• [Data lines]
◆ ◆ ◆

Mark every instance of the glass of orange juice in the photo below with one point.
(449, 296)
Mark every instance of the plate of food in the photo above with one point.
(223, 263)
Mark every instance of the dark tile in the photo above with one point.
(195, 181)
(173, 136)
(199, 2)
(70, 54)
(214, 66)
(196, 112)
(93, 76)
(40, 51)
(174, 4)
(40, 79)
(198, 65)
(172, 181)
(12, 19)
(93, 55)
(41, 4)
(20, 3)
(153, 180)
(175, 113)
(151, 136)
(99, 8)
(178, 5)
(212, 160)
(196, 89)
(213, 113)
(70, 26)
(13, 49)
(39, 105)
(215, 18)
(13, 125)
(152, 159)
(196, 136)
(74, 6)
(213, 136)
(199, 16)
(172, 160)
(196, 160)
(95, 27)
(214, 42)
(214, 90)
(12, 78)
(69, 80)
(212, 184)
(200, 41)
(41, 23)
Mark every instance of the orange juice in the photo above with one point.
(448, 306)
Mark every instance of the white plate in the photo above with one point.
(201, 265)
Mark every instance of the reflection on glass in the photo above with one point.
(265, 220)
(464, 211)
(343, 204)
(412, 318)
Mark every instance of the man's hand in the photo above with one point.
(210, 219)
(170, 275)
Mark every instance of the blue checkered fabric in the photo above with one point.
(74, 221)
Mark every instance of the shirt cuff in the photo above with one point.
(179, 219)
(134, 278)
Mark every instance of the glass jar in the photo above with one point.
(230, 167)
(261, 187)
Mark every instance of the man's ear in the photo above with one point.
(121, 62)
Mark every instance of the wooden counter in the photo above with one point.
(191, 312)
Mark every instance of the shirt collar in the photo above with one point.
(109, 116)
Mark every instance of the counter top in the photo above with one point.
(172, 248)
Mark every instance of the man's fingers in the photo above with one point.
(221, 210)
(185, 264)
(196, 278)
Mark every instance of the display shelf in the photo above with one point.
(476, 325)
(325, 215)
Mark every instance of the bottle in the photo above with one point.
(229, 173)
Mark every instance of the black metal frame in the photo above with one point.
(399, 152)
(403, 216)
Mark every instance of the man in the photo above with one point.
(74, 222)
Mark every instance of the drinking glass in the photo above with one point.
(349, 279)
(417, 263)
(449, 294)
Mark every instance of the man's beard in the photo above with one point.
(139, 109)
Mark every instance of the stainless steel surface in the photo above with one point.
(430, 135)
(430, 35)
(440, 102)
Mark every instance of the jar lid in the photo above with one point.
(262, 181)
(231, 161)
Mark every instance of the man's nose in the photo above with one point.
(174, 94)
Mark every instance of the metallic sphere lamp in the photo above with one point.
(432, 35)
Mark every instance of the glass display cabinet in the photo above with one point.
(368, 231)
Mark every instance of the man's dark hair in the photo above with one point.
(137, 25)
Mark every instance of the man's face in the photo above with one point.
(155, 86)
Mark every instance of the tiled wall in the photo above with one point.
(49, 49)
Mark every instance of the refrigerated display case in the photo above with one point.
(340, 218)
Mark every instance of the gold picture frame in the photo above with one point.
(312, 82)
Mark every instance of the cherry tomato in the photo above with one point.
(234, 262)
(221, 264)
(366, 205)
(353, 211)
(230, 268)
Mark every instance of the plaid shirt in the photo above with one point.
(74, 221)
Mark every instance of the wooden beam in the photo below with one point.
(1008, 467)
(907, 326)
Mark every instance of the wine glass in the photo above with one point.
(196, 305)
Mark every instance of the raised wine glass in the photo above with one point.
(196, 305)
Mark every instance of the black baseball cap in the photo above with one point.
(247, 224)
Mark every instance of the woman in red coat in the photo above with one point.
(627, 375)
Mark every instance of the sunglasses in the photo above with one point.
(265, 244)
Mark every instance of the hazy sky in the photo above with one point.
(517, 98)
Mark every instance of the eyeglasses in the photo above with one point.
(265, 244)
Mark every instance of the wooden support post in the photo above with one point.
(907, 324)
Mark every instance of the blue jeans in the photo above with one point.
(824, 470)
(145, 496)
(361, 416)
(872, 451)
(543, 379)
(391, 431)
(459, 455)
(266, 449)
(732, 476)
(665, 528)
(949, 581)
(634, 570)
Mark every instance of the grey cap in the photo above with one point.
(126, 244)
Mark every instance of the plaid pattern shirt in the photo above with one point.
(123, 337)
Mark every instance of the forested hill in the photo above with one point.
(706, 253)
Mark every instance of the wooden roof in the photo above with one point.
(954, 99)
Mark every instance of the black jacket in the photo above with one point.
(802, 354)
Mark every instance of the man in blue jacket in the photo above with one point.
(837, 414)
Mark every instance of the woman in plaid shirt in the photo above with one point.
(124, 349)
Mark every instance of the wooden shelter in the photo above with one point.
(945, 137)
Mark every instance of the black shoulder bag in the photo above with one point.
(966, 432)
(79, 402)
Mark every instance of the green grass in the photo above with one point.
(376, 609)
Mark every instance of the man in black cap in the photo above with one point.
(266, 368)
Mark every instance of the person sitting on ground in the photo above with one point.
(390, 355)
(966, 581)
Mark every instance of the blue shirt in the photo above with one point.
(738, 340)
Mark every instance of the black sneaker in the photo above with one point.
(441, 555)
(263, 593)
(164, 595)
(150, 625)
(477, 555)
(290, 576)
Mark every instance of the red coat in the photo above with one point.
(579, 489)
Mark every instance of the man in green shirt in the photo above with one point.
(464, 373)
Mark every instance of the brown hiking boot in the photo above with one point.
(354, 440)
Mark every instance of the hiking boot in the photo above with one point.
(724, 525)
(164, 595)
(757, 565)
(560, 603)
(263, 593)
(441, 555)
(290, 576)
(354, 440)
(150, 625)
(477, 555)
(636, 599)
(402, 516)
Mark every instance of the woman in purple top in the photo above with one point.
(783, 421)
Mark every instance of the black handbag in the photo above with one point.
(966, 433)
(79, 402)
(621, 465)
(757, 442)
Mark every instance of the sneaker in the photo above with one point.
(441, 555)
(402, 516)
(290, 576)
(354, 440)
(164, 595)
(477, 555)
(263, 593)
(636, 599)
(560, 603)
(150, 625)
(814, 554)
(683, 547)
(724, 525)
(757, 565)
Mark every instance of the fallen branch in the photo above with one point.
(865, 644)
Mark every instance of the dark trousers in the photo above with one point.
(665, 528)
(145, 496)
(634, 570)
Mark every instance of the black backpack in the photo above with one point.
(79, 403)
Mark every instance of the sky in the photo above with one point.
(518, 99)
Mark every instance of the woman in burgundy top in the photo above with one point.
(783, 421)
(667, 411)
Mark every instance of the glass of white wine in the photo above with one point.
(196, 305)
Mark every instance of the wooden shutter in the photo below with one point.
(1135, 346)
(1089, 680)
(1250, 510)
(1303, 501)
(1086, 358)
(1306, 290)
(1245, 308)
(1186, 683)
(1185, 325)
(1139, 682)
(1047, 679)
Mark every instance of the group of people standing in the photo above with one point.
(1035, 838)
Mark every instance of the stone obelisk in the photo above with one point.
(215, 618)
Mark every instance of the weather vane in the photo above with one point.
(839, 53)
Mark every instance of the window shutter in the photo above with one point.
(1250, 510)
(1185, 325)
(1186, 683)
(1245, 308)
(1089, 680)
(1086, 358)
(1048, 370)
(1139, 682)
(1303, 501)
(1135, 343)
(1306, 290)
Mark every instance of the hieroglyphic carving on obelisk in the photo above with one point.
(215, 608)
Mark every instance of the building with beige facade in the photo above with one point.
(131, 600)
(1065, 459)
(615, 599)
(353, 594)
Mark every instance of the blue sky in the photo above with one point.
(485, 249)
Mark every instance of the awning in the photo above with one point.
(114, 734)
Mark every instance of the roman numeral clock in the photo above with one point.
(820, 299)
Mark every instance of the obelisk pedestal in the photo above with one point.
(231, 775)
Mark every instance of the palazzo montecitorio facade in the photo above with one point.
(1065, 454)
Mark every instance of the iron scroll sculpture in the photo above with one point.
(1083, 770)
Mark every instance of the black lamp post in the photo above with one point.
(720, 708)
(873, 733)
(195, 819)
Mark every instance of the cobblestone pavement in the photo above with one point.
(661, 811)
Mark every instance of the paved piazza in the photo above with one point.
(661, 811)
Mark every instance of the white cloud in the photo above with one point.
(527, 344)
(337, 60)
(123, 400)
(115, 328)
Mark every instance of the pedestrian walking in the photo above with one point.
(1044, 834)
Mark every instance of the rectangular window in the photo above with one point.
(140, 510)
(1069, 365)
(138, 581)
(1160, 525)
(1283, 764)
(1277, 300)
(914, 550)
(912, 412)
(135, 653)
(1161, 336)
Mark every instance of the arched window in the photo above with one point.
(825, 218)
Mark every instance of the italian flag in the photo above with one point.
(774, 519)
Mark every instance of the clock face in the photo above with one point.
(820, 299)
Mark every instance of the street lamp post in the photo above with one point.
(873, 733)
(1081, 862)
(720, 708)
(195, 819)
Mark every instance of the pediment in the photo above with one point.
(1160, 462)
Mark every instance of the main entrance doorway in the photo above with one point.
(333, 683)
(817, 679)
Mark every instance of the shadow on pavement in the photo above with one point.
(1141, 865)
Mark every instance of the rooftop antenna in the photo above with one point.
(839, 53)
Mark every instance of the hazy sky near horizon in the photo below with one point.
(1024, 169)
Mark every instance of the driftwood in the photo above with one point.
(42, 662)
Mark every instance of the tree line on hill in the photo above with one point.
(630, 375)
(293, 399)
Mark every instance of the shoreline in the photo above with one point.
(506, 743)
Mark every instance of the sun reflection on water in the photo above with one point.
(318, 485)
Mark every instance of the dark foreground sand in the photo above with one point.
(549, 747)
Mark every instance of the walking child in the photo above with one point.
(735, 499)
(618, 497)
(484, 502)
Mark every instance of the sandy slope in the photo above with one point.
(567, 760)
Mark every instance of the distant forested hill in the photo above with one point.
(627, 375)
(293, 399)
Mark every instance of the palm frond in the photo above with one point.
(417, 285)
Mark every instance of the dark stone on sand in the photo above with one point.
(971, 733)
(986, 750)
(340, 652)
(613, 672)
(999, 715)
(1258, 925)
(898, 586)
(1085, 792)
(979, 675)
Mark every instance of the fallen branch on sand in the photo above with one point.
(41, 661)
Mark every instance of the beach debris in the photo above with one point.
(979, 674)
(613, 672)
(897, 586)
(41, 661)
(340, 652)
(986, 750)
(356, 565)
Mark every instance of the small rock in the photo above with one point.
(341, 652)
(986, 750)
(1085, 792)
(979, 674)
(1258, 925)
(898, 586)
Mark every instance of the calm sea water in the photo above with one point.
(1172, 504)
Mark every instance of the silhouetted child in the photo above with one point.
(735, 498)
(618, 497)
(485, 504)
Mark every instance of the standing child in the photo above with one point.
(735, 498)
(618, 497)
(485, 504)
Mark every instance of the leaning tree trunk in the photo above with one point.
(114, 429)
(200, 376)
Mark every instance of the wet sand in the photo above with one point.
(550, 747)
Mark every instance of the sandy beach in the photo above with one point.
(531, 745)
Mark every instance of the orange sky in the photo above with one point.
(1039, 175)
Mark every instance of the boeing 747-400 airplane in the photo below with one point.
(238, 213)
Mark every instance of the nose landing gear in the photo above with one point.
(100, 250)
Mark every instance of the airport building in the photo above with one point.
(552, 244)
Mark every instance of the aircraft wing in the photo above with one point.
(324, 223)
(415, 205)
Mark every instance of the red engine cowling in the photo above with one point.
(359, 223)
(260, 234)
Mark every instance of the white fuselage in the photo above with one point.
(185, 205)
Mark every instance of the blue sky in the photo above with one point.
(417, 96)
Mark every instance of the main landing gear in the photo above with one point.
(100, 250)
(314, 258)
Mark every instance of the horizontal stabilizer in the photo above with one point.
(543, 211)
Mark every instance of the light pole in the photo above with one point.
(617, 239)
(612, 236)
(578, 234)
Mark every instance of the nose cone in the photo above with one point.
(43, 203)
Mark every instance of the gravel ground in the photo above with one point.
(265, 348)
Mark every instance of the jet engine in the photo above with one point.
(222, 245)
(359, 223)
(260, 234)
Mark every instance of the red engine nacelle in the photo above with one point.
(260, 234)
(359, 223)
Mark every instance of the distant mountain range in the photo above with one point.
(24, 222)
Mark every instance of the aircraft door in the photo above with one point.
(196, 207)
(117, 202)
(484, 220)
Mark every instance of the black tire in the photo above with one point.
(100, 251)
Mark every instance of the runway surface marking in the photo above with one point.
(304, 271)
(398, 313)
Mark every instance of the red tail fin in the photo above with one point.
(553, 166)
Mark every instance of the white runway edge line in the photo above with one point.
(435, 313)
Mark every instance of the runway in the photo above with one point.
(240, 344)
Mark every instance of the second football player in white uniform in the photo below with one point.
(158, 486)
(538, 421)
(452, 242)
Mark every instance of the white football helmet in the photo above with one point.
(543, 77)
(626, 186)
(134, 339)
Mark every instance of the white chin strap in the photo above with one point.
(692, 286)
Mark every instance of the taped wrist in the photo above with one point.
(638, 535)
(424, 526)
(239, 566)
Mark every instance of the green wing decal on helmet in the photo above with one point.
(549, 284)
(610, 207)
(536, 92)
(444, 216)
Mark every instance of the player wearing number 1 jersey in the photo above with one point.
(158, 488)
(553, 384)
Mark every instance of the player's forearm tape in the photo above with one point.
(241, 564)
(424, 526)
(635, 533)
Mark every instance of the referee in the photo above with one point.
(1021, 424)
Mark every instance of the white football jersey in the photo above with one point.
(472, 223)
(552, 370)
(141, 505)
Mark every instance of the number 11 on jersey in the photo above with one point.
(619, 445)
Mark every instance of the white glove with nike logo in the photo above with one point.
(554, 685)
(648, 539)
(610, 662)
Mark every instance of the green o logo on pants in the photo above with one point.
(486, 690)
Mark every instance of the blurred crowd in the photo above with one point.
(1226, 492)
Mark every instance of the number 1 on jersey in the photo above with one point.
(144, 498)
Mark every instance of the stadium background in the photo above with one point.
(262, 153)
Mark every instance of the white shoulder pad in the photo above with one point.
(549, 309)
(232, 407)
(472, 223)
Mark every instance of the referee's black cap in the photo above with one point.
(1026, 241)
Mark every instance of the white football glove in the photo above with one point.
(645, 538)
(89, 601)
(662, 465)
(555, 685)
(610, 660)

◆ ◆ ◆

• [Directions] Reproduce the records above exactly, starting with the line that contains "Mark every instance of the player wearing" and ending with the last line.

• [Correct output]
Mark every instance of the player wearing number 1 jersey in the photo above with one point.
(158, 488)
(553, 384)
Mark every instance of the player's forearm tape in the photo above with one point.
(241, 564)
(424, 526)
(635, 533)
Mark every instance of the referee in the photo above with one point.
(1021, 424)
Mark every instance of the white football jersey in the photo above with one point.
(472, 223)
(552, 370)
(141, 505)
Mark every instance of the number 11 on jersey in the photo above with one point.
(619, 445)
Mark every instance of the white glove with nike logo in the photo above with one point.
(554, 685)
(648, 539)
(610, 662)
Mark every instance of the green o logo on pants in the photo above with one point.
(486, 690)
Mark every instance of the blurred crowd in the photo above with one point.
(1226, 492)
Mark every instance of the number 1 on jersey in the photo above with one point.
(144, 498)
Mark every instance of the stadium background in the photo above with one point.
(262, 153)
Mark every instance of the white shoulder pad in the photo above with one point.
(549, 309)
(232, 407)
(472, 223)
Mark every instance of the referee's black cap in the photo above with one point.
(1026, 241)
Mark every instance of the white football glove in the photo above with one point.
(645, 538)
(89, 601)
(662, 465)
(555, 685)
(610, 660)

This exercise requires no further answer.